▶ _WORK ITEM_
Go through the data below. Pull out every line that has the word "query".

▶ _EXTRACTED INFORMATION_
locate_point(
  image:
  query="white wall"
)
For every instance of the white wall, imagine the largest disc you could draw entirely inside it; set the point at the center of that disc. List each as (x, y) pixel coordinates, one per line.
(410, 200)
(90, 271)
...
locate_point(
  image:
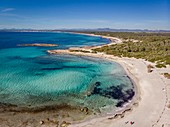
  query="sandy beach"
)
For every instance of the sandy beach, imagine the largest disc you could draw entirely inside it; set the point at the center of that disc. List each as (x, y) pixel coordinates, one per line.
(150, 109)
...
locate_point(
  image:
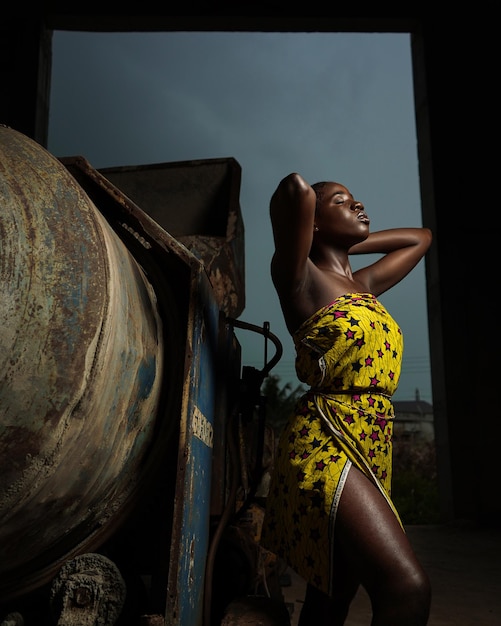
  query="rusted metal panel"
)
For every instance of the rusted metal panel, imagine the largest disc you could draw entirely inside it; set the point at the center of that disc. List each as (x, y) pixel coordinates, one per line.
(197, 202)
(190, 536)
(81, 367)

▶ _WRITTEN ANSWER_
  query="white wall"
  query="sandy beach"
  query="rusted metal panel"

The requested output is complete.